PROVIDED PASSAGE:
────
# Virology Core

> **NIH NIH U19** · HACKENSACK UNIVERSITY MEDICAL CENTER · 2022 · $5,289,678

## Abstract

Abstract
Core 1 (Virology)
The MAVDA Virology Core (MVC; Core 1) has been established to provide cell-based infection assays to
evaluate the effectiveness of hit and lead compounds targeting a range of essential viral enzymatic activities as
identified by MAVDA Project Leaders. Working in close collaboration with all Project Teams and Cores, the MVC
will conduct early-stage dose-response studies of hit and lead antiviral compounds in cells susceptible to SARS-
CoV-2 and related coronaviruses. The MVC will also determine cytotoxicity and predicted therapeutic windows
for these compounds. The data provided by the MVC is essential for the drug discovery pipeline and will inform
central iterative efforts to optimize promising compounds and form the basis for making go/no-go decisions for
moving promising compounds forward into mechanistic and animal studies using relevant in vivo models of
COVID-19. The MVC also has the added capability of selecting for and identifying resistant viral variants that
may further inform modes of action for lead compounds, as well as efforts to maximize resistance barriers against
viral escape from therapy. Capacity to screen additional viruses of pandemic importance, including alphaviruses
and flaviviruses, will also be made available to Project Teams.
────
DATA LISTING:
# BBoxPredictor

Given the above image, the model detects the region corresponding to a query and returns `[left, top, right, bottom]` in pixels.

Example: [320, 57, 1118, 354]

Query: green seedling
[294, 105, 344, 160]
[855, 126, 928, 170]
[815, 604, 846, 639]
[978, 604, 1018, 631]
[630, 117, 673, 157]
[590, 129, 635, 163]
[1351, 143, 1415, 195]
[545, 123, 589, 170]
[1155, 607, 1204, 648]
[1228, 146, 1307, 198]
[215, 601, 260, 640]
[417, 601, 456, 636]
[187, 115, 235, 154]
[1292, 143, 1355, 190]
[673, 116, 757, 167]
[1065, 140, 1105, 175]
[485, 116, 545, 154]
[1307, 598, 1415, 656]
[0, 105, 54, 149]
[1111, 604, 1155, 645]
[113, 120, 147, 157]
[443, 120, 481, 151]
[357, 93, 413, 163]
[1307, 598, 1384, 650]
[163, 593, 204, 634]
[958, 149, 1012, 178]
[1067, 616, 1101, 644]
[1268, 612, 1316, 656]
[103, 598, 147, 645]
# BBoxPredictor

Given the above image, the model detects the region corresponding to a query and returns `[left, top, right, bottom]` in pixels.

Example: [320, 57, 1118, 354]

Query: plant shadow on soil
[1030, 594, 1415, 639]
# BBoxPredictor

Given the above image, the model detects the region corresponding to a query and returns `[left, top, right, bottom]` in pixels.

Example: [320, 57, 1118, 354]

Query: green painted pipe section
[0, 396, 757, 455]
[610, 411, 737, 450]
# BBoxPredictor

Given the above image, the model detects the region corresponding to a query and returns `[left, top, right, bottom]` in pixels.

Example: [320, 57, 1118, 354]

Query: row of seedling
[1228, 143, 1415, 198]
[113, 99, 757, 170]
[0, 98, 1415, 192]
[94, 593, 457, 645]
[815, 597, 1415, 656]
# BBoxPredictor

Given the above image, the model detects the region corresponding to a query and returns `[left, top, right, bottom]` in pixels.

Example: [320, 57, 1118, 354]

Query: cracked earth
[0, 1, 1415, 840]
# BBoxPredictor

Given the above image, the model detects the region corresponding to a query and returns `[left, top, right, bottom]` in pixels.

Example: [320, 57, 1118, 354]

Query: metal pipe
────
YOUR TASKS:
a – In the Virology Core abstract, which other viruses of pandemic importance can the MVC screen for Project Teams?
b – Extend the Virology Core abstract, picking up after its final sentence.

TASK RESPONSES:
a – Alphaviruses and flaviviruses.

b –
 The MVC will be a single entity headed by Charles M. Rice (The Rockefeller University; RU), Stephen P.
Goff and Yosef Sabo (Columbia University Medical Center; CUMC) and David S. Perlin (Center for Discovery &
Innovation, Hackensack Meridian Health; CDI-HMH). Their combined labs possess decades of expertise in
developing and implementing cell-based assays using natural virus isolates and engineered reporter systems
from dozens of viruses in the corona-, flavi-, paramyxo-, bunya-, toga-, filo-, and picorna- RNA virus families.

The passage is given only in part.